> _What the task asks_:
Begin at the line that has "# point at: gooseneck" and stop after the line that has "x=144, y=360". Write out only those lines again, substituting "timber" for each "wooden" and leaving everything else unchanged.

--- Start of Input records ---

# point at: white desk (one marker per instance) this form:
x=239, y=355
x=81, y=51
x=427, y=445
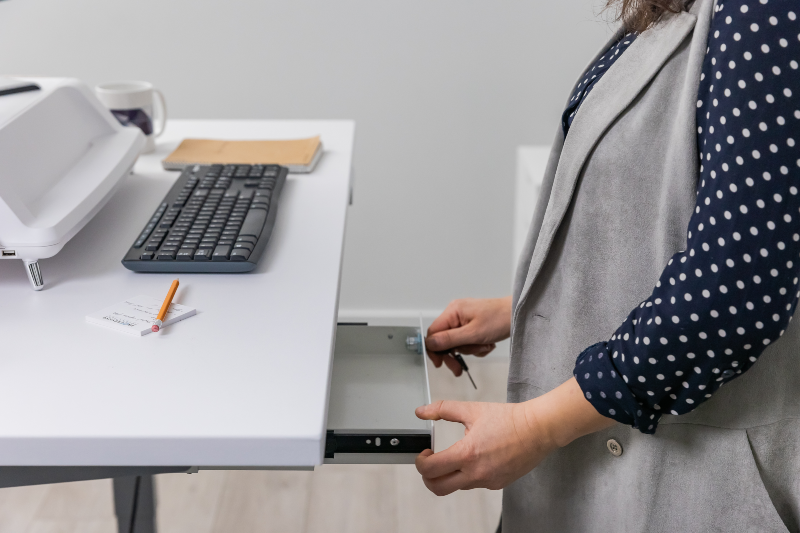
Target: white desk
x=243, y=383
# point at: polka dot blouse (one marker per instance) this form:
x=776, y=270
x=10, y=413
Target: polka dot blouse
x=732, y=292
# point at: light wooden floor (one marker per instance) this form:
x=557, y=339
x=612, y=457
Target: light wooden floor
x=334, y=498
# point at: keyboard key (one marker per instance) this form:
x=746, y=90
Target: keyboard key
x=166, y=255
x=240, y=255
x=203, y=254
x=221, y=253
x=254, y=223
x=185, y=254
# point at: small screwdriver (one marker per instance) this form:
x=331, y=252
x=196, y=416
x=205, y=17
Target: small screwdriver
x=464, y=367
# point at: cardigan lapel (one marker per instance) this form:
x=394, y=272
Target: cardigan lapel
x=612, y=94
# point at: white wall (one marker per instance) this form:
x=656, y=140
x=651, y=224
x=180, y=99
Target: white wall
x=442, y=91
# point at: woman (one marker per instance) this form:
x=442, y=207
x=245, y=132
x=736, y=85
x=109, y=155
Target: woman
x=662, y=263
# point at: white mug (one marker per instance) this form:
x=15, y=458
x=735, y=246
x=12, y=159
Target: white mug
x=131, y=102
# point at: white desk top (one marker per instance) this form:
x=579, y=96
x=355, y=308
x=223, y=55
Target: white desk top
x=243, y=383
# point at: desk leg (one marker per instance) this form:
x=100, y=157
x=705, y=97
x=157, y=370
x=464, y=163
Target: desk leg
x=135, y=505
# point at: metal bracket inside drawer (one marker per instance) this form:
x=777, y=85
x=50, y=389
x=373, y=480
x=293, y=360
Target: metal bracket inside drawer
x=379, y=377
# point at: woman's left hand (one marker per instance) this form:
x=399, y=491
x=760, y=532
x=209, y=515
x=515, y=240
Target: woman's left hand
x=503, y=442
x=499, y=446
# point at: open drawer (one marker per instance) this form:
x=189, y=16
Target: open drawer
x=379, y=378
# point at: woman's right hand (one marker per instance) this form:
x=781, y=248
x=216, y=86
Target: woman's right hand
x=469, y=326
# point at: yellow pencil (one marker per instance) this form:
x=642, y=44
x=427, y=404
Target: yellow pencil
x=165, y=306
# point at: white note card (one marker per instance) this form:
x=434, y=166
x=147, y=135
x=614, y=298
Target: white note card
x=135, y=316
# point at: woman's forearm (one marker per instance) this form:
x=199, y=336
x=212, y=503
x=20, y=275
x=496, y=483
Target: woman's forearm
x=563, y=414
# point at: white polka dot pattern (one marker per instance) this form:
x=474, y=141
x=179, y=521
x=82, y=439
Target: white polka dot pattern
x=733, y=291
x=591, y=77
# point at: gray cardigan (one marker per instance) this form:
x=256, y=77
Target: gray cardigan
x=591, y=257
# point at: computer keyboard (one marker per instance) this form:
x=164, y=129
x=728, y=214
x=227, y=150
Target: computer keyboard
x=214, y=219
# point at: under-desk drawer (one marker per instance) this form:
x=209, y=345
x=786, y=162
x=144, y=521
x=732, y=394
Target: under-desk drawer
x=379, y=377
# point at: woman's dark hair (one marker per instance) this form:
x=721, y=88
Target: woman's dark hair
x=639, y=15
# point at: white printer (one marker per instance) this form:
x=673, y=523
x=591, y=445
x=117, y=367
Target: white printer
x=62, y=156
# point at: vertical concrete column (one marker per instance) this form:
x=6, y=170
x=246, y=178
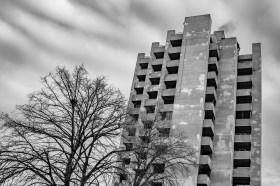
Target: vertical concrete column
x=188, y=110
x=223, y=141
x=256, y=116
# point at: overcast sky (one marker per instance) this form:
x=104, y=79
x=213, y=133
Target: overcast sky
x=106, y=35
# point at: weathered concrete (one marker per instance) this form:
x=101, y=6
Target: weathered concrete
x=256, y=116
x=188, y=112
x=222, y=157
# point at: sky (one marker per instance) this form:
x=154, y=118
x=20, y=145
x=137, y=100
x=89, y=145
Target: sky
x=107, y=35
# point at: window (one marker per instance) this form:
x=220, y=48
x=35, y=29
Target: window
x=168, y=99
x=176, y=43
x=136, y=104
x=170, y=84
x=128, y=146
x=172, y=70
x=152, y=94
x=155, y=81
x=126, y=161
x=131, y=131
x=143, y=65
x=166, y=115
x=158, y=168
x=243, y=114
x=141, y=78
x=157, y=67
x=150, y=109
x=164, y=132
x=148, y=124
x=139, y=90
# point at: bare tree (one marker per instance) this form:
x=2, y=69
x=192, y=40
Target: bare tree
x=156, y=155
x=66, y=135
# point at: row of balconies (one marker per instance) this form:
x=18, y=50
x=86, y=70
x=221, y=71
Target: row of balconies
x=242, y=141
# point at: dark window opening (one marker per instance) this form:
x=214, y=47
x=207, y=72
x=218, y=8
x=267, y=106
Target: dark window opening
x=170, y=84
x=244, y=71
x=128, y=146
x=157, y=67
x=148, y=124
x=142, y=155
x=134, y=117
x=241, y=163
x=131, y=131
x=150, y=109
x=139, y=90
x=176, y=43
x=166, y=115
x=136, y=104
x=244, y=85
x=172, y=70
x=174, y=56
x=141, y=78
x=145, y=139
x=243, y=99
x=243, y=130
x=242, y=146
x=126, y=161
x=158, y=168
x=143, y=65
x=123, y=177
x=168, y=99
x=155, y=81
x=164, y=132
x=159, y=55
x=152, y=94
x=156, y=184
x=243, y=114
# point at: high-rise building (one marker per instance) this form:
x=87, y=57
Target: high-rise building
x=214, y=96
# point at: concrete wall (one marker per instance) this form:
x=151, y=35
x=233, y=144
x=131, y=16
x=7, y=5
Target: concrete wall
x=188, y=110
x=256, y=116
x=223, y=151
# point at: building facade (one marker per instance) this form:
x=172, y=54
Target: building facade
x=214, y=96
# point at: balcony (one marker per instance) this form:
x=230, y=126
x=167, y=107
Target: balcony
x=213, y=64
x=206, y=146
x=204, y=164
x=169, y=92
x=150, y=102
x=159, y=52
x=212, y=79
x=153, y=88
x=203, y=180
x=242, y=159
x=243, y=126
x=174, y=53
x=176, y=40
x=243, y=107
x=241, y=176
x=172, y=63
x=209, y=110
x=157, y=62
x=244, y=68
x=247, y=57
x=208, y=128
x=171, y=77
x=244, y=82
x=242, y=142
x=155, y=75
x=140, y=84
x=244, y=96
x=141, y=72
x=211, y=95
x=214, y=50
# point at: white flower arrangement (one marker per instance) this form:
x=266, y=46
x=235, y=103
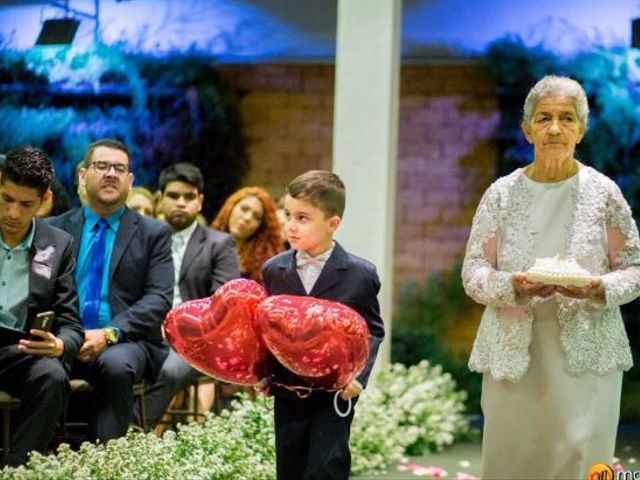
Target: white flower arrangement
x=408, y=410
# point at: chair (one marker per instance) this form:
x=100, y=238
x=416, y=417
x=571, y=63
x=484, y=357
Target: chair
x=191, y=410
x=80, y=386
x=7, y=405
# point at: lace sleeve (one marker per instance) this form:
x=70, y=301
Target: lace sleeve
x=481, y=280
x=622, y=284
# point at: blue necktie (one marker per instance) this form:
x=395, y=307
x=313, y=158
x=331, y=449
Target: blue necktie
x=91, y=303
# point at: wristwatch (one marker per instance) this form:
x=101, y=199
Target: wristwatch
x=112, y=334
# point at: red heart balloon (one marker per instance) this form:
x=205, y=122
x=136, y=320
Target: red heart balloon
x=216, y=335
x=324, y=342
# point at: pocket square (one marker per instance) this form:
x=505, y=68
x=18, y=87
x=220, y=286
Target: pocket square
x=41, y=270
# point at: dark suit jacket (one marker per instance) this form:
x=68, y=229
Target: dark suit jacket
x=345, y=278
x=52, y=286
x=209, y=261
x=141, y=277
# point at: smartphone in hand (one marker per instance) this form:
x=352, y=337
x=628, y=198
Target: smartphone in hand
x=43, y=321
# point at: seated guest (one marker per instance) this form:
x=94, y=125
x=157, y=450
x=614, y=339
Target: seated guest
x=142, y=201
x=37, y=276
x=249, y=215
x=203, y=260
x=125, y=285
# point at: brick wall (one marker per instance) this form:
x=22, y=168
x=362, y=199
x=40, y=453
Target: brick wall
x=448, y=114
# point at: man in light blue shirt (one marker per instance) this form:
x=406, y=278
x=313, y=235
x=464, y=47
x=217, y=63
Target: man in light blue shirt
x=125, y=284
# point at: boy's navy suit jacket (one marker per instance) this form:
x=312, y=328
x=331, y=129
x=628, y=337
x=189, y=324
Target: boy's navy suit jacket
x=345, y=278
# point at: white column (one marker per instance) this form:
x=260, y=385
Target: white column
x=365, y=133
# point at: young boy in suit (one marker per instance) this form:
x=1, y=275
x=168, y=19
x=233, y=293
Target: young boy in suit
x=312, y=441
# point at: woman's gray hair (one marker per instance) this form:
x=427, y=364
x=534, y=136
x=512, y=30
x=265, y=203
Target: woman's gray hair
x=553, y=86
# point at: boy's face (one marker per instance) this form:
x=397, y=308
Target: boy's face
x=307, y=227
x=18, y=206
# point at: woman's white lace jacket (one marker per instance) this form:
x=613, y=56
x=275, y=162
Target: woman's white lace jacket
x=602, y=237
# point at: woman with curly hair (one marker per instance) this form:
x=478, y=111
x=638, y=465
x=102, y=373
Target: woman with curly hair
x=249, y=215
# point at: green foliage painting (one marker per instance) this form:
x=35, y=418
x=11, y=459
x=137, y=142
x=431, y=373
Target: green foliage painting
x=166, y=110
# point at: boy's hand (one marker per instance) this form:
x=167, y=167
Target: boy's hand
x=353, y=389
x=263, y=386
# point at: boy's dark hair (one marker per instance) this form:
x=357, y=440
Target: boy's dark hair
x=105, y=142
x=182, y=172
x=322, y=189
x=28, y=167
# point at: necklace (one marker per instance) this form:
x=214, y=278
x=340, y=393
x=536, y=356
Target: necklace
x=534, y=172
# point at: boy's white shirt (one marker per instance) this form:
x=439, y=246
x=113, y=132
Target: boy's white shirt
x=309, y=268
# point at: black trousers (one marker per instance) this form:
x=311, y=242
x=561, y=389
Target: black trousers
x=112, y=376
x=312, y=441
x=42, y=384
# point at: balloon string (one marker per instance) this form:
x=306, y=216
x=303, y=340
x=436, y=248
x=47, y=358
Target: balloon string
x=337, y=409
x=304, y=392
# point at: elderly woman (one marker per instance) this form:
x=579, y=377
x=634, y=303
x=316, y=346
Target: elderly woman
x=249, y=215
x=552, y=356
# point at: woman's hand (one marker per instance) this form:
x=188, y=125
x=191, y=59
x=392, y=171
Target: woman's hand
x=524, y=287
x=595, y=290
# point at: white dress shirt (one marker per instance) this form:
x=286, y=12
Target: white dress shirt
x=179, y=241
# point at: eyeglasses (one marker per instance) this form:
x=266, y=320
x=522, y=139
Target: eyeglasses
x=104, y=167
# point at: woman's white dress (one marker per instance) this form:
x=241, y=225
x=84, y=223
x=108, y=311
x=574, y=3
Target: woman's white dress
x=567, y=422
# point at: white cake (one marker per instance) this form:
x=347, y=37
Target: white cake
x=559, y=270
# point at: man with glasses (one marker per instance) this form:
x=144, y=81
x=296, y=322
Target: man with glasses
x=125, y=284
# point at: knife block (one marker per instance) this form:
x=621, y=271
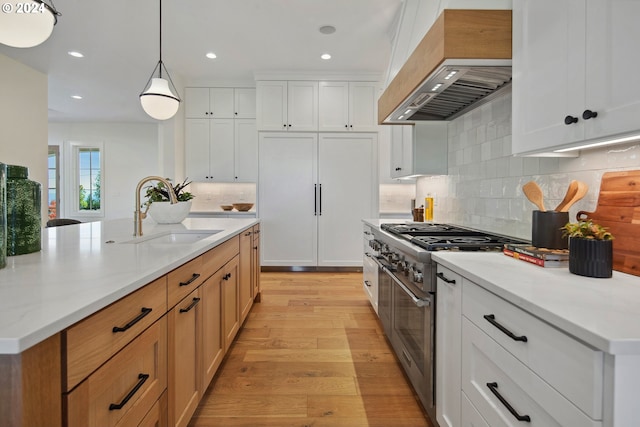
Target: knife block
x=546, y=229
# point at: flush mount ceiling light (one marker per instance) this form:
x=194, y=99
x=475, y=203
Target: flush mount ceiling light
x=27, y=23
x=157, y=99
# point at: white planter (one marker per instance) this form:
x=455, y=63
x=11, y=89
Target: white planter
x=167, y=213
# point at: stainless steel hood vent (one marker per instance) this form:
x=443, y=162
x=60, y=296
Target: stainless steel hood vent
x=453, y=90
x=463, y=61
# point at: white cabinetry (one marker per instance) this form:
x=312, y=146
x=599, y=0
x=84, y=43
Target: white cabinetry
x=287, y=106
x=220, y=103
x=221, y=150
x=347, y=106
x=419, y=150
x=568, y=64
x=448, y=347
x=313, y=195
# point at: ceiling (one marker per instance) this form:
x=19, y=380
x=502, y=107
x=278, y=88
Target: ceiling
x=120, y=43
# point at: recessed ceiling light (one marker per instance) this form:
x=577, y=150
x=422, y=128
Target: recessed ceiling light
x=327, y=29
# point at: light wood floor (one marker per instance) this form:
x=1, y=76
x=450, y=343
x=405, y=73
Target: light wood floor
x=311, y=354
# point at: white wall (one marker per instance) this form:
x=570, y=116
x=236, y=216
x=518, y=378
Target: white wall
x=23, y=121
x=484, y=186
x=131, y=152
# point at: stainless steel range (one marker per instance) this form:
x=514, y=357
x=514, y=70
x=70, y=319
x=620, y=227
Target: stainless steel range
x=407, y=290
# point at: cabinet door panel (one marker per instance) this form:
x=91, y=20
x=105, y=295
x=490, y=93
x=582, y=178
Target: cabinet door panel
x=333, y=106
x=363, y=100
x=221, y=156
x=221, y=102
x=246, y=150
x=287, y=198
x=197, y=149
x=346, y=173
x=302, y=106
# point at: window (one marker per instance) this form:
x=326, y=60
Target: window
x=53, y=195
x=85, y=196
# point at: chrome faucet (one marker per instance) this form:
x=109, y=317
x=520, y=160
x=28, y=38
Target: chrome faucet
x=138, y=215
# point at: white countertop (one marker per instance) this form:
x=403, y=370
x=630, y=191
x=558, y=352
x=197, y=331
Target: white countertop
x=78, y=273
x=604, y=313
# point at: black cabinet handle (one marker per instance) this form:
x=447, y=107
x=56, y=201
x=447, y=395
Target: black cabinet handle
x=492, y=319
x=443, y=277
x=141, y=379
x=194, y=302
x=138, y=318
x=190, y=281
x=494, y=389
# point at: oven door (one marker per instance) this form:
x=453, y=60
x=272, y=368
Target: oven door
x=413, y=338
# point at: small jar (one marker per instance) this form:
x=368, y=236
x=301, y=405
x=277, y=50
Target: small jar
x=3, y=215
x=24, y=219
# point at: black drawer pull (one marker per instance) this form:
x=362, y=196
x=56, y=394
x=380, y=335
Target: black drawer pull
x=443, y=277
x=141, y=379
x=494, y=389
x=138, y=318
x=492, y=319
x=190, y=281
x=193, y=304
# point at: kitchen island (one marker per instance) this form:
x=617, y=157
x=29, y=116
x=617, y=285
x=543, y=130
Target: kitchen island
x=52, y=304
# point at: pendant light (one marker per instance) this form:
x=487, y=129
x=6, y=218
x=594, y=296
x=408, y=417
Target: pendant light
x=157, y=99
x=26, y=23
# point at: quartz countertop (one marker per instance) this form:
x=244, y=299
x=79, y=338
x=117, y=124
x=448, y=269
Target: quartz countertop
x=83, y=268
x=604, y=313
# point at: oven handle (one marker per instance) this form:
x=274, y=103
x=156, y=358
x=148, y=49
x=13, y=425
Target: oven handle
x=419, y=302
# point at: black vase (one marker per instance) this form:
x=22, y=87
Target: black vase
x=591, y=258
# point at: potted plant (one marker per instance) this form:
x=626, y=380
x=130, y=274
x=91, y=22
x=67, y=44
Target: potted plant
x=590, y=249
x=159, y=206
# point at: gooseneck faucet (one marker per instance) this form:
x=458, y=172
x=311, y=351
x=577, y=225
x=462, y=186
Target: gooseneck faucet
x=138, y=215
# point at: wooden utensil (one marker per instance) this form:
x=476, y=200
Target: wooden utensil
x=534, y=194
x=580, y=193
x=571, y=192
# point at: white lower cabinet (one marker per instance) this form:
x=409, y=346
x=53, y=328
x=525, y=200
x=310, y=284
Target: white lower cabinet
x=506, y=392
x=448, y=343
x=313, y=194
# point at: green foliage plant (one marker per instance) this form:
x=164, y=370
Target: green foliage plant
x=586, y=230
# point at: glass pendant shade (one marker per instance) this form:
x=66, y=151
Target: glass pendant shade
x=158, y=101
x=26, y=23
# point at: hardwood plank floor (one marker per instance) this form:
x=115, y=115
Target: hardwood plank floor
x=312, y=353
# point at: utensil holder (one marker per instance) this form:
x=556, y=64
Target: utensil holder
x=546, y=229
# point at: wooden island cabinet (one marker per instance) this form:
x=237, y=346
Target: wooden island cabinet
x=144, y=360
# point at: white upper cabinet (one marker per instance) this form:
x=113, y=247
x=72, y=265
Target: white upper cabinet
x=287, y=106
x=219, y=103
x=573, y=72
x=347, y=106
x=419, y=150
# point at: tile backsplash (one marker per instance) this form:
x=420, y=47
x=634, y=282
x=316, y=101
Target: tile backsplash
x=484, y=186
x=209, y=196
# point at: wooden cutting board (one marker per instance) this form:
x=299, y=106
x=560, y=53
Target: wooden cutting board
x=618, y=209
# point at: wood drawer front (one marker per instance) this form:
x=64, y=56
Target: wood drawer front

--- End of Input records ---

> _Full output_:
# point at: gooseneck faucet (one marker per instance) this form:
x=458, y=172
x=311, y=351
x=577, y=225
x=462, y=186
Target: gooseneck faucet
x=138, y=215
# point at: timber utensil (one marker per instance) this form:
x=476, y=200
Target: timber utensil
x=534, y=194
x=580, y=193
x=571, y=192
# point at: white lower cabinet (one marker per instance) this form:
x=409, y=346
x=53, y=328
x=525, y=200
x=310, y=284
Target: white lower cabinet
x=506, y=392
x=448, y=343
x=313, y=194
# point at: green foliage plant (one marker per instance) this form:
x=164, y=370
Target: green foliage plant
x=586, y=230
# point at: glass pendant shade (one marker per instance) this form:
x=66, y=151
Target: glass pendant shade
x=158, y=101
x=26, y=23
# point at: hardwood plank floor (one marker per instance) this form:
x=115, y=115
Target: hardwood plank floor
x=312, y=353
# point at: utensil holder (one marker per instance) this form:
x=556, y=64
Target: utensil holder
x=546, y=229
# point at: timber island cabinet (one marker per instance) this form:
x=237, y=346
Target: timber island cabinet
x=144, y=360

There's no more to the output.